**** Extracto del documento

La oración es el corazón de la vida de la Comunidad de Sant’Egidio, su primera “obra”. Cuando termina el día todas las Comunidades, tanto si son grandes como si son pequeñas, se reúnen alrededor del Señor para escuchar su Palabra y dirigirse a Él en su invocación. Los discípulos no pueden sino estar a los pies de Jesús, como María de Betania, para elegir la “mejor parte” (Lc 10,42) y aprender de Él sus mismos sentimientos (cfr. Flp 2,5).

Siempre que la Comunidad vuelve al Señor, hace suya la súplica del discípulo anónimo: “¡Señor, enséñanos a orar” (Lc 11,1). Y Jesús, maestro de oración, continúa contestando: “Cuando oréis, decid: Abbá, Padre”.

********
**** Material proporcionado

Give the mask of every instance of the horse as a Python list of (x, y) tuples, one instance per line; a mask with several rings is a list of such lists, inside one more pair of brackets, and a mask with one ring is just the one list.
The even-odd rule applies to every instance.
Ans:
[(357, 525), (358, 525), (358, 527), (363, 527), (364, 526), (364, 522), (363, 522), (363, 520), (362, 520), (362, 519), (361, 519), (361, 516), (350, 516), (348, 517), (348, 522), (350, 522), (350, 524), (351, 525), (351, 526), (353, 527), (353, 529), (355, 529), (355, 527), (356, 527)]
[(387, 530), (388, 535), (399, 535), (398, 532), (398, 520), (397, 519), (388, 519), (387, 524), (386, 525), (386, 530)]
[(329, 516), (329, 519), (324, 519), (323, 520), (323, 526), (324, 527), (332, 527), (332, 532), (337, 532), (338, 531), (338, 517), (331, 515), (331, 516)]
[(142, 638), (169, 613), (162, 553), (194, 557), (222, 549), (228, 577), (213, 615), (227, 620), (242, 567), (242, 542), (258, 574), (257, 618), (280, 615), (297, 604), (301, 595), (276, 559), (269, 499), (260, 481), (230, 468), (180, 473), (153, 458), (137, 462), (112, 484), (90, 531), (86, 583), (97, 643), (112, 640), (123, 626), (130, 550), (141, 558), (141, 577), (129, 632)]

********

## Objetivo 1:
Responde con datos del extracto sobre la oración en Sant'Egidio:
(a) ¿Qué se presenta como la primera "obra" de la Comunidad?
(b) ¿Con qué personaje se compara a los discípulos que están a los pies de Jesús?
(c) ¿Qué contesta Jesús, maestro de oración, a la Comunidad?
## Objetivo 2:
Prosigue el extracto sobre la oración en Sant'Egidio a partir de su última frase.

## Respuesta 1:
(a) La oración.
(b) Con María de Betania.
(c) "Cuando oréis, decid: Abbá, Padre".

## Respuesta 2:
Cuando oramos, aunque lo hagamos dentro de nuestro corazón, nunca estamos aislados ni somos huérfanos, porque somos en todo momento miembros de la familia del Señor. En la oración común se ve claramente, además del misterio de la filiación, el de la fraternidad.

Las Comunidades de Sant'Egidio que hay por el mundo se reúnen en los distintos lugares que destinan a la oración y presentan al Señor las esperanzas y los dolores de los hombres y mujeres “vejados y abatidos” de los que habla el Evangelio (Mt 9,37). En aquella gente de entonces se incluyen los habitantes de las ciudades contemporáneas, los pobres que son marginados de la vida, todos aquellos que esperan que alguien les contrate (cfr. Mt 20).

La oración común recoge el grito, la aspiración, el deseo de paz, de curación, de sentido de la vida y de salvación que hay en los hombres y las mujeres de este mundo. La oración nunca es vacía. Sube incesante al Señor para que el llanto se transforme en alegría, la desesperación en felicidad, la angustia en esperanza y la soledad en comunión. Y para que el Reino de Dios llegue pronto a los hombres.